#### Text section ####

Bitcoin’s value has fallen sharply, and no one knows what will happen to it next, bringing previously ignored risks into focus.
Have you ever been at a football match when your team is losing, you question something that happened, and the fans of the winning teams start to gleefully chant “SCOREBOARD!”? They point up at the numbers that show their victory is assured and laugh at your pitiful complaints.
That’s how it has felt over the last few years talking about possible problems in bitcoin. If you tried to raise a question about bitcoin it was drowned out by the exultations of the fans and the revving of their Lamborghinis.
They were on their foredeck of their private yachts, quaffing a cocktail as the crew polished the platinum helipad. Anyone sitting in a rental property, sipping tap water and trying to ask sceptical questions looked like an idiot for missing out.
Bitcoin is very hard to compare to other assets that we have long known and agreed are valuable. So the best argument for bitcoin has usually been its price.
“Yes, sure, it seems weird that this completely man-made thing that has no clear function would have any value, but look: people are buying it for $A80,000! That tells you something!” – bitcoin fans.
That argument works! Or at least it worked when bitcoin was worth over $A80,000, as it was a few months ago. But now bitcoin is worth under $A30,000, and the questions a person might ask about it look, suddenly, a tiny bit less silly.
Nobody knows where bitcoin is going from here. Could be up or down. So let’s take the chance to lay a few of those questions out.
Bitcoin is argued to be a great “store of value”. It is referred to by some people as “digital gold”. But is it a great store of value? We could ask the people who put their money in six months ago that question, and they’d tell you half their value is gone.
Look at the red line in the chart below: it soared as bitcoin doubled; then plunged as bitcoin fell by more than half. The blue line in the following chart shows changes in the gold price over the same period. Metal gold has been a lot less volatile than “digital gold”!
To be clear, I’m not a hater, just a doubter. I’ve owned bitcoin, ethereum and other cryptocurrencies. I’m excited by the idea and made a surprising amount of money on them (not all of them were good buys! I bought some crappy altcoins that went to zero). But even as I speculated and cashed in, I couldn’t dislodge my concerns about whether this made sense, whether it was more than a bubble.

#### Supplied material ####

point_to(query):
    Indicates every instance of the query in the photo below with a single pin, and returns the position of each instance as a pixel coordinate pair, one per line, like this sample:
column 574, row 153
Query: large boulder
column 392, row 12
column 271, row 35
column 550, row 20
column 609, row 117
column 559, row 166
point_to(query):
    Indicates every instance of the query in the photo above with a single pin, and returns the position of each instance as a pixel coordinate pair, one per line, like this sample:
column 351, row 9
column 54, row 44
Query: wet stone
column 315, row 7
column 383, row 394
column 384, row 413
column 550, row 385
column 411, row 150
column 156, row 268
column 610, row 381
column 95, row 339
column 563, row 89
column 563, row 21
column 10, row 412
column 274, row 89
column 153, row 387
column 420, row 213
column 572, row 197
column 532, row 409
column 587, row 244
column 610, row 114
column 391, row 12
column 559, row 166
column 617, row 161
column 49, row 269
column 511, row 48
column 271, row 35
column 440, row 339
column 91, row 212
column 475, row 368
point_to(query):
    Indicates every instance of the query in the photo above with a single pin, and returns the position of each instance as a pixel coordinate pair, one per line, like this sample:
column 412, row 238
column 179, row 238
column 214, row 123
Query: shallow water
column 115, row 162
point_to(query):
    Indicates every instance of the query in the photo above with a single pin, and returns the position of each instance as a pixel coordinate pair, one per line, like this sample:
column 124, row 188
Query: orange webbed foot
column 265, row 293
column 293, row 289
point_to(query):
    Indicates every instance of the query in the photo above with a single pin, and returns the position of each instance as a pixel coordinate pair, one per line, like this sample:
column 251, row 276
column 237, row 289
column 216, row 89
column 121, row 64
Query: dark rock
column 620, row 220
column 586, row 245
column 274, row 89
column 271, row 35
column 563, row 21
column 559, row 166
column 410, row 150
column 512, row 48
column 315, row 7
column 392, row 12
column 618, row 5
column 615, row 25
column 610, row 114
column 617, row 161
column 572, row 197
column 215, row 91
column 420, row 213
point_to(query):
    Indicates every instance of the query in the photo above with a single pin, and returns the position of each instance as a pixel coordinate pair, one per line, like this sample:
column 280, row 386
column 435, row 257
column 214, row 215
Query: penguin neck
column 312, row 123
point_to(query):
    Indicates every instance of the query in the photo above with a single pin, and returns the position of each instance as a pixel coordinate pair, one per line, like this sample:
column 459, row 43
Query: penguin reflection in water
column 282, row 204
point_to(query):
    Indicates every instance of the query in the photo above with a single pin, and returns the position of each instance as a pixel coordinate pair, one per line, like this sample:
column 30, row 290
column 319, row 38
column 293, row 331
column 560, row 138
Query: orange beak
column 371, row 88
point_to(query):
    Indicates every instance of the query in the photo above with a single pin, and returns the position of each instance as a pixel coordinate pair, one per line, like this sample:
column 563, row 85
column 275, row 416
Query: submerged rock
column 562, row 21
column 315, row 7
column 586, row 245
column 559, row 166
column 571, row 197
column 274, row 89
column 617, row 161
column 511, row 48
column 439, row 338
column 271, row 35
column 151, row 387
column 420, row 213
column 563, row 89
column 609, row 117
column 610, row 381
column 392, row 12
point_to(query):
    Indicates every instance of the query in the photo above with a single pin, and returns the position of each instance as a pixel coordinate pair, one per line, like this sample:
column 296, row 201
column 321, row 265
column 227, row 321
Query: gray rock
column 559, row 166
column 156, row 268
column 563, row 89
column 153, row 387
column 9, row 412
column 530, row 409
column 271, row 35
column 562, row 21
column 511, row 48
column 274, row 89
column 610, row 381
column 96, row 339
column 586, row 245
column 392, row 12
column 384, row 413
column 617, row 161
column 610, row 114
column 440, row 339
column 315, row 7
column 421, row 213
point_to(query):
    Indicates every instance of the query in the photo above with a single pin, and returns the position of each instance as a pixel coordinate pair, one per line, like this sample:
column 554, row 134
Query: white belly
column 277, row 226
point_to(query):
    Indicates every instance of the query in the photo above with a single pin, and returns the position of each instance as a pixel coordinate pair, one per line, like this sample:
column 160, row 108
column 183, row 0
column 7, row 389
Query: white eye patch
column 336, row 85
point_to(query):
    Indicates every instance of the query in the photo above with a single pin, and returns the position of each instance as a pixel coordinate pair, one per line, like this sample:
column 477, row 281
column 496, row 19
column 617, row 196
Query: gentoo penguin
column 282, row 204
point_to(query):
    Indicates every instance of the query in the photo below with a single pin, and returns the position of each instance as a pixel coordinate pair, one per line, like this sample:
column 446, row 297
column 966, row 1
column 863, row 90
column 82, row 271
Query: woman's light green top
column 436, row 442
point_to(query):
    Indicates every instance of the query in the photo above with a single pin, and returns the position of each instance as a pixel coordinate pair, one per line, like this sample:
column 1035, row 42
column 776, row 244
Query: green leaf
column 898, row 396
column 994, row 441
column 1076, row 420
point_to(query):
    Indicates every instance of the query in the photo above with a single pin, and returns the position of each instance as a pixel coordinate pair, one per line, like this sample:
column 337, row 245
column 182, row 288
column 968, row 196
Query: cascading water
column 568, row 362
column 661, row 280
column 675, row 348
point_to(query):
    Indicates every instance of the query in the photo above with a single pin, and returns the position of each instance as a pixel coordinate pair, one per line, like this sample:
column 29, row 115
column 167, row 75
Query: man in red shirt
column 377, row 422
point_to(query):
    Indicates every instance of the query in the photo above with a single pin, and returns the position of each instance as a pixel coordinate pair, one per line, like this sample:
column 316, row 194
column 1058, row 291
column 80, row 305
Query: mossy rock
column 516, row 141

####

#### [Do this]
Reproduce the part of the bitcoin text starting at "That argument works!" and ending at "value is gone.", keeping every word unchanged.

#### [Written response]
That argument works! Or at least it worked when bitcoin was worth over $A80,000, as it was a few months ago. But now bitcoin is worth under $A30,000, and the questions a person might ask about it look, suddenly, a tiny bit less silly.
Nobody knows where bitcoin is going from here. Could be up or down. So let’s take the chance to lay a few of those questions out.
Bitcoin is argued to be a great “store of value”. It is referred to by some people as “digital gold”. But is it a great store of value? We could ask the people who put their money in six months ago that question, and they’d tell you half their value is gone.